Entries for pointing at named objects
------------------------------

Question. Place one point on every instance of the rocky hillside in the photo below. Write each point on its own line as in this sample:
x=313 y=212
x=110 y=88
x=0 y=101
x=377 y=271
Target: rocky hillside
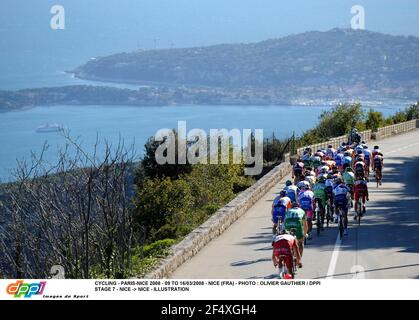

------------------------------

_PROBLEM_.
Copy every one of the items above word for word, leaving out the pictures.

_RESPONSE FOR THIS EXERCISE_.
Question. Place one point on every instance of the rocky hillside in the photo below. Write each point on its own line as in this sample:
x=313 y=212
x=110 y=88
x=0 y=101
x=377 y=271
Target: rocky hillside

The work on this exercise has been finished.